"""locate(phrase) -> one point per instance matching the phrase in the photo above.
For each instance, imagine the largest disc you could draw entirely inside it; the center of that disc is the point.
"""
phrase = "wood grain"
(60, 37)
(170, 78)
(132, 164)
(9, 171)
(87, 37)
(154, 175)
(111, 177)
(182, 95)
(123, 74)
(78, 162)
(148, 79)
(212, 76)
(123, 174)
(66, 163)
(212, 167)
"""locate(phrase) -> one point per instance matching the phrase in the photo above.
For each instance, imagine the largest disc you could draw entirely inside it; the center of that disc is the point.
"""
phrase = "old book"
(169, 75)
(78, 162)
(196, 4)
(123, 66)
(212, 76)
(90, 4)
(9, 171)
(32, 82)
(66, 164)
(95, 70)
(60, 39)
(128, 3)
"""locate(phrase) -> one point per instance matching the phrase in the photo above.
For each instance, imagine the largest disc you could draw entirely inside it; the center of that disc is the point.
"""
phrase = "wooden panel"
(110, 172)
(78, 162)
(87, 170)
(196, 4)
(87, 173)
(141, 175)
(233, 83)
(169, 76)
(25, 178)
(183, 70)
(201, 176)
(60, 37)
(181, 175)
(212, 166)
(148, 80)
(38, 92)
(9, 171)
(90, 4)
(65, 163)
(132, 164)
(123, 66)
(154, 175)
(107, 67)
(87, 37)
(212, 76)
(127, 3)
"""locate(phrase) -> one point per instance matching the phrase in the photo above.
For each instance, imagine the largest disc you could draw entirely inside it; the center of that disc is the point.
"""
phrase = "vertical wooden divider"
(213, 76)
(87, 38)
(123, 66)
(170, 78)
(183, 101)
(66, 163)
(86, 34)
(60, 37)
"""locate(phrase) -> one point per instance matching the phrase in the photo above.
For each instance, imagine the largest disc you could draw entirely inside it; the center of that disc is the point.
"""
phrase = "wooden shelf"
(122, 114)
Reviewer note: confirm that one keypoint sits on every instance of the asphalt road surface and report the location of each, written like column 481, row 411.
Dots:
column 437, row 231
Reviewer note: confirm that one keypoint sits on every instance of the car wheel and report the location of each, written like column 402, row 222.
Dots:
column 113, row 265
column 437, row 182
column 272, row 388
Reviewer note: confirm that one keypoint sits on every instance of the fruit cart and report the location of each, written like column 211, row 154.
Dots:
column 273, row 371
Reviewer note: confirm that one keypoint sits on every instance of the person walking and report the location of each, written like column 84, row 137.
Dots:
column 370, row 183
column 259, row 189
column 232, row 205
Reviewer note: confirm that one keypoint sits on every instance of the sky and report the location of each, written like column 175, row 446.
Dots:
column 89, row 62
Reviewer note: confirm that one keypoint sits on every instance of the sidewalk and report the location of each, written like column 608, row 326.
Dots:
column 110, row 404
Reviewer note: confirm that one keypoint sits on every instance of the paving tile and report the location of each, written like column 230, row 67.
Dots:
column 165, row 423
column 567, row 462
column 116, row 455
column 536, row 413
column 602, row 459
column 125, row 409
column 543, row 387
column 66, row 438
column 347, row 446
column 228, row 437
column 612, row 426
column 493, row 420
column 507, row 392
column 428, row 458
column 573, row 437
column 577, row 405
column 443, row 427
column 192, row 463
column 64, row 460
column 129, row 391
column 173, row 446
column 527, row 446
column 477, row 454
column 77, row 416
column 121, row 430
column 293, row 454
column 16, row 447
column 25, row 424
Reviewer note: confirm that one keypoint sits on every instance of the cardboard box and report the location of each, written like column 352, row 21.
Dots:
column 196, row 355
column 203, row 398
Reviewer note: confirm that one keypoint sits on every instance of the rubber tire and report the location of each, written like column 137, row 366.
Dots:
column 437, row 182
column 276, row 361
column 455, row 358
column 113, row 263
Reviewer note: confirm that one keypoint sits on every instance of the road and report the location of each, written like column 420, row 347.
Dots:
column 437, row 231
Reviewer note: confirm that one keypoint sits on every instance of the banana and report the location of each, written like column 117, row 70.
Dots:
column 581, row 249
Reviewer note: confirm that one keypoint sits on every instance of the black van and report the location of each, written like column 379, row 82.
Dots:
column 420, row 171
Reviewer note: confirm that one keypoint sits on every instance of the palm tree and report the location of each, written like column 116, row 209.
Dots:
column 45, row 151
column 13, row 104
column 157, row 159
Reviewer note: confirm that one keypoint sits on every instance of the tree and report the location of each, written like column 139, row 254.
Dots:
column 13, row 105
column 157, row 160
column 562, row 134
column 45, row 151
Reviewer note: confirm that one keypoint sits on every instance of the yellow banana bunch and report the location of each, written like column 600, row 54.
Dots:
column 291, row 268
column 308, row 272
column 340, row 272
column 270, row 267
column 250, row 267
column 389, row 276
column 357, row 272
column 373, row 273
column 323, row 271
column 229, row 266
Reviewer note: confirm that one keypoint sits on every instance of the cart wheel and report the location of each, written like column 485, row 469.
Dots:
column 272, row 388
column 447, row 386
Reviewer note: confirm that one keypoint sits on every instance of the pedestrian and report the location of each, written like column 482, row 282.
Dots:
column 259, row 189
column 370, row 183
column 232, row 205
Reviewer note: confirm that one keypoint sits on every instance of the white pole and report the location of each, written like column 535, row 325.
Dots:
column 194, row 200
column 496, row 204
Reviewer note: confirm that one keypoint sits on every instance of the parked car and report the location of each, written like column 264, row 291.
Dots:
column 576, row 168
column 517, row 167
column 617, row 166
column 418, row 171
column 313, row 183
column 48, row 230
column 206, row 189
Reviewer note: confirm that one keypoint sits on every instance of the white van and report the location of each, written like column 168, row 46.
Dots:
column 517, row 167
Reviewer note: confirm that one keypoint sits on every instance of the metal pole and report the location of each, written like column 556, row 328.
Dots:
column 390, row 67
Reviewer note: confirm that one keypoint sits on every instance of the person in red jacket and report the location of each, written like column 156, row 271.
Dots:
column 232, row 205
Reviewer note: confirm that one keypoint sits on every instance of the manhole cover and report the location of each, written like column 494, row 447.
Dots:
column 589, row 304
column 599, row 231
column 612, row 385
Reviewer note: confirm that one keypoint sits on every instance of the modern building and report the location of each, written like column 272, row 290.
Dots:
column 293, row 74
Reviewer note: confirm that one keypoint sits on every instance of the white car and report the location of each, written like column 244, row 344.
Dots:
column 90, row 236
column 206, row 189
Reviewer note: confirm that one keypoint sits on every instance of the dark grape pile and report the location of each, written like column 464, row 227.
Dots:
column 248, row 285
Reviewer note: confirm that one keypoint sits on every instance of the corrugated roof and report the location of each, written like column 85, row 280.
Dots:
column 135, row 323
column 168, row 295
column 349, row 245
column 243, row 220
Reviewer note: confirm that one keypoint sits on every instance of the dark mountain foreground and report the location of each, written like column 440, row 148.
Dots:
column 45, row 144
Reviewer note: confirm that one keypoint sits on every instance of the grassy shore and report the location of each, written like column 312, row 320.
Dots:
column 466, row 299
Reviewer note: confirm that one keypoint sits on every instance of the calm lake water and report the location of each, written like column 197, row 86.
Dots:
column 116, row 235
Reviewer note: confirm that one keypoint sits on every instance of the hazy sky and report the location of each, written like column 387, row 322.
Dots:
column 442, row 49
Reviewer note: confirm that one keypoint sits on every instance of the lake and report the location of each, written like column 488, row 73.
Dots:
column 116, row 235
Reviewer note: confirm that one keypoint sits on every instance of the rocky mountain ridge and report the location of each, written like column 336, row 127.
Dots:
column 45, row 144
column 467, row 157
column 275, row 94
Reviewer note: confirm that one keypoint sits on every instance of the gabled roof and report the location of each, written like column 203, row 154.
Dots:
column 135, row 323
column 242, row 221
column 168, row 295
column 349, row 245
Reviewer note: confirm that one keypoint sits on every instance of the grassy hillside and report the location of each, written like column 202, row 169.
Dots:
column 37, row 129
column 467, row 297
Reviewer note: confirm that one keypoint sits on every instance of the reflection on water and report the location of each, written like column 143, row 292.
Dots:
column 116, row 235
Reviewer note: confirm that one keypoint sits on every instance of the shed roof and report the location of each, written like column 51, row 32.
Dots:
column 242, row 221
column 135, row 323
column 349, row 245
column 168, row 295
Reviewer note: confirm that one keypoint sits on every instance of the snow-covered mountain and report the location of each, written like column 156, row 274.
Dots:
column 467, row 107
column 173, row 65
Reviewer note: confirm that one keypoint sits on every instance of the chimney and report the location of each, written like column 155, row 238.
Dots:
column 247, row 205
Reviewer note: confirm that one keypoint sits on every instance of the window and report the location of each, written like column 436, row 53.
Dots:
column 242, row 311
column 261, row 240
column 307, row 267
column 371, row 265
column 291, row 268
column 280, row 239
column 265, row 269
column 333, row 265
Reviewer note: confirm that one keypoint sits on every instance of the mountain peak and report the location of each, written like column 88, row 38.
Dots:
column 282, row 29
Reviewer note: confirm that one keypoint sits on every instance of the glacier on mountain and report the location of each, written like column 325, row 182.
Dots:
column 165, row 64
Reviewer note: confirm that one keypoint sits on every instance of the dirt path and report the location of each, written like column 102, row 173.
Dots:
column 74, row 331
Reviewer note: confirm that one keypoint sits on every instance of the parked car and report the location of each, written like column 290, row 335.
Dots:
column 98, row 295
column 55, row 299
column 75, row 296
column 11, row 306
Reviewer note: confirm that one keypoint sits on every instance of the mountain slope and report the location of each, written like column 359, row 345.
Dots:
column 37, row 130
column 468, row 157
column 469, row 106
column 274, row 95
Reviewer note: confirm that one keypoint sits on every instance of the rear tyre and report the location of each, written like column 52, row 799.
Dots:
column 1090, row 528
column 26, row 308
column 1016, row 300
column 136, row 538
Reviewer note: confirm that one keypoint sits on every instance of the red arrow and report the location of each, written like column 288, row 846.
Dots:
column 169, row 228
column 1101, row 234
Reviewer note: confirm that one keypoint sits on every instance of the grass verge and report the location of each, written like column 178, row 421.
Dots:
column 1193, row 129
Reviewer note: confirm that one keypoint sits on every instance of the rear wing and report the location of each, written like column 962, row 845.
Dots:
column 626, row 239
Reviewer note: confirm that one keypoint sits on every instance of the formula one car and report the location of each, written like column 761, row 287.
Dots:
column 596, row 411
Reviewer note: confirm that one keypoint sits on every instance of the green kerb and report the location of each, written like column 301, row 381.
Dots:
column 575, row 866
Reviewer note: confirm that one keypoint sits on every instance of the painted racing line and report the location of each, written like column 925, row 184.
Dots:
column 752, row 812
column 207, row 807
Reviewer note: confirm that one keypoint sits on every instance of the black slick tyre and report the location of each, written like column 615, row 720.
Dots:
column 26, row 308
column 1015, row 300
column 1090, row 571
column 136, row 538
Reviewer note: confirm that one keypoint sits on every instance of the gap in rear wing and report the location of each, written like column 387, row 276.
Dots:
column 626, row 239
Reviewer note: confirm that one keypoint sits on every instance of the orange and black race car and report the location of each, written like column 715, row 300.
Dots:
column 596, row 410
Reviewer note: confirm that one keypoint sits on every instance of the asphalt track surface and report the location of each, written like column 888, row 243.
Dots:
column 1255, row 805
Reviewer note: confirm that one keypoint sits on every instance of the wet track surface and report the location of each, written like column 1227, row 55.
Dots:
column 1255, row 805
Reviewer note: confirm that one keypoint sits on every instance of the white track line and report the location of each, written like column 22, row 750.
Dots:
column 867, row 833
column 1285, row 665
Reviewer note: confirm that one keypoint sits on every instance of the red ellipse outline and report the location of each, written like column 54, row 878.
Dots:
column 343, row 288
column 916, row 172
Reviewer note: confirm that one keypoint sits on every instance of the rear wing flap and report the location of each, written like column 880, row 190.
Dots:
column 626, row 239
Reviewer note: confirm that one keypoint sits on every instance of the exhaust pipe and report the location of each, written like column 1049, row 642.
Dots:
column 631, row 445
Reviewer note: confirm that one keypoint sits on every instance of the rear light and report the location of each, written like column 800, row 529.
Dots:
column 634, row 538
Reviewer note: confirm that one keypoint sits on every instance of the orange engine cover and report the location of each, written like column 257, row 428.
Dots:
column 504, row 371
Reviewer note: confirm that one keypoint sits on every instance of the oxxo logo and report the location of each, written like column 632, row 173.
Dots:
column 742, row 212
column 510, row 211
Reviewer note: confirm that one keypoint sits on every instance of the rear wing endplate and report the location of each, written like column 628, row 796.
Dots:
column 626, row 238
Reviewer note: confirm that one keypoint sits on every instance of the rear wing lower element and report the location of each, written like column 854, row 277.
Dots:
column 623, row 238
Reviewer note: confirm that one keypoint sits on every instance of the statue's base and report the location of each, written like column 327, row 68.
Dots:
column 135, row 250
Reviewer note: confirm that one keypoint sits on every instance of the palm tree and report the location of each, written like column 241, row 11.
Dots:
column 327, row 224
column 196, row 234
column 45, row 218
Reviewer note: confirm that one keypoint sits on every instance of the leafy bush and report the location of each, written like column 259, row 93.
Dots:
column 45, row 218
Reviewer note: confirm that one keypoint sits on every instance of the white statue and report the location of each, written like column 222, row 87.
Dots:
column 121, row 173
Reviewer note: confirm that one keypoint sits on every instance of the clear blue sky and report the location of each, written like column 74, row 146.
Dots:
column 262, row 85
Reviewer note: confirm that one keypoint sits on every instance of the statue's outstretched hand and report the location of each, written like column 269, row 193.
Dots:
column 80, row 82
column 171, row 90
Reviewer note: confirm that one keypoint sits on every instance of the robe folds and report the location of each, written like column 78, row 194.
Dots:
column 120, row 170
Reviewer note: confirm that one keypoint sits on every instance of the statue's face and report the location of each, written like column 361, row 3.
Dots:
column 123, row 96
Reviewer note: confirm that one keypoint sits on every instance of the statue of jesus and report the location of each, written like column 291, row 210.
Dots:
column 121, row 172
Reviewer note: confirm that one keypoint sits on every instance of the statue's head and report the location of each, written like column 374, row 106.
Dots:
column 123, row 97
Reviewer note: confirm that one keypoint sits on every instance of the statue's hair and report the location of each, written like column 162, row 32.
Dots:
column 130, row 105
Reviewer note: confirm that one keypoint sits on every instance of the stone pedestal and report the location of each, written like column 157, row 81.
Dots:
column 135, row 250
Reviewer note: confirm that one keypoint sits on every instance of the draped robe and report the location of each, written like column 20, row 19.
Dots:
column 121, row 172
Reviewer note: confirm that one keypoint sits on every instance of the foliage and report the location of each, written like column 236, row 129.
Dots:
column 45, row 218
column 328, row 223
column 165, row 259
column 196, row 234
+++
### Exercise description
Lines that contain the word "grassy": how many are there in the data? Give the number and nothing else.

### Solution to this exercise
2